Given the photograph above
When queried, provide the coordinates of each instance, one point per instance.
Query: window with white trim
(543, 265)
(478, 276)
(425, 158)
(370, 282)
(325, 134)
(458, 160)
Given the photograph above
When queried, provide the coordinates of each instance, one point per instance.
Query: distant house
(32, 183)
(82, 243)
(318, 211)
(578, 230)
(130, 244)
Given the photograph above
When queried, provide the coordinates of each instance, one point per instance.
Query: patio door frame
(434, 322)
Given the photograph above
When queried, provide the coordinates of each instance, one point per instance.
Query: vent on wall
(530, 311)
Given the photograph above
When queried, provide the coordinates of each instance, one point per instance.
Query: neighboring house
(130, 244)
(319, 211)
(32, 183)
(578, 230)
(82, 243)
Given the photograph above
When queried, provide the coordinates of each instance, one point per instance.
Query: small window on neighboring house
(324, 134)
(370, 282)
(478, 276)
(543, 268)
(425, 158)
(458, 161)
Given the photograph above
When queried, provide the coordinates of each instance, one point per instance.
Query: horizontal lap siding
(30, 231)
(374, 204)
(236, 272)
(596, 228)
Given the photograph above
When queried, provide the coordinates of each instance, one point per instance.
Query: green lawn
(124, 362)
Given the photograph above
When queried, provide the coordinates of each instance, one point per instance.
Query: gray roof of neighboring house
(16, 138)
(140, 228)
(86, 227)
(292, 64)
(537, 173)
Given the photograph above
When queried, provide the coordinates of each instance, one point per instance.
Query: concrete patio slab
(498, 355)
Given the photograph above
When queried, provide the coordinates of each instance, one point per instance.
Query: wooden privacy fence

☆ ☆ ☆ ☆ ☆

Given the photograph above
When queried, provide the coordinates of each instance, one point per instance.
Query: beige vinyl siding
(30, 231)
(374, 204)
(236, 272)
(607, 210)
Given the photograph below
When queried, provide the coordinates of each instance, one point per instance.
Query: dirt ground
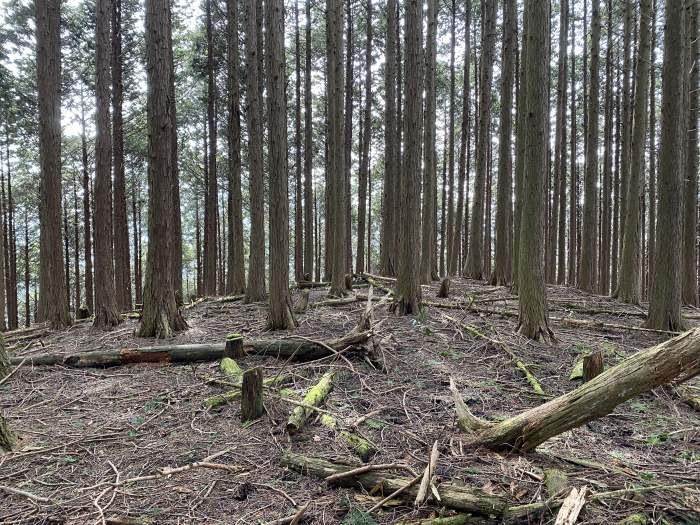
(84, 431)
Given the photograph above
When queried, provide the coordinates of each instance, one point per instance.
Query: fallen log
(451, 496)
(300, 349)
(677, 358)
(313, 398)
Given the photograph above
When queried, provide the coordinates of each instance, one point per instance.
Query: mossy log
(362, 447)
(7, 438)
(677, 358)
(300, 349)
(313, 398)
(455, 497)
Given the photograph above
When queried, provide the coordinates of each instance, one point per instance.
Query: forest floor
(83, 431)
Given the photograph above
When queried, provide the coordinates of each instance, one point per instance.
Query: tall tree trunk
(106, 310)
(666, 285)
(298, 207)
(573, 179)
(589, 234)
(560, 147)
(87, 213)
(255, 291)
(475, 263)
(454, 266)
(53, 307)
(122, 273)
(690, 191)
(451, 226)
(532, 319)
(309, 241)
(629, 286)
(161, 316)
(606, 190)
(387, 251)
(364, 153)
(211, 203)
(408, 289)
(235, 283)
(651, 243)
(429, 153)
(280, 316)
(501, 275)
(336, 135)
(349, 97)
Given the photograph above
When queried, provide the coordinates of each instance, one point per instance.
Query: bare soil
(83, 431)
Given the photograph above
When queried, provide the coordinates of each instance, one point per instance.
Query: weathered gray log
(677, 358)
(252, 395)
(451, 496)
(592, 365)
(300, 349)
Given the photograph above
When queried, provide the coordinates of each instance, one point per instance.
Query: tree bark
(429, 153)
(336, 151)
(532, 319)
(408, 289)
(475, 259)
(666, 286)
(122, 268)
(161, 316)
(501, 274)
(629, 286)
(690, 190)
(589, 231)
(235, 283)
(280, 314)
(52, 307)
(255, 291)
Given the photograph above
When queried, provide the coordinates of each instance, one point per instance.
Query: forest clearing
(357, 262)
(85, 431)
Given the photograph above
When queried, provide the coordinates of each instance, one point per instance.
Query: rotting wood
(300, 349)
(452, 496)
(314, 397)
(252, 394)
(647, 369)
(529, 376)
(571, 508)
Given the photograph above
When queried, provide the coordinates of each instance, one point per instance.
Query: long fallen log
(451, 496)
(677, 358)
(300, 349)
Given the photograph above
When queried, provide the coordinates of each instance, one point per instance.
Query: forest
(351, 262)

☆ ☆ ☆ ☆ ☆

TRY IT:
Copy exactly the stretch of data above from the line with "Query: green lawn" through the line with "Query: wooden privacy fence", and omit all other lines.

YOUR RESPONSE:
Query: green lawn
(124, 362)
Given the photograph above
When queried, provide the coordinates of each instance, one point per instance.
Query: gray roof of neighboring house
(16, 138)
(140, 228)
(86, 227)
(292, 64)
(537, 173)
Given the photograph above
When queried, provide the coordinates of each instance, one point per instance.
Query: concrete patio slab
(498, 355)
Given the photograph above
When queried, provide the coordinates of each instance, one point per instance.
Query: wooden privacy fence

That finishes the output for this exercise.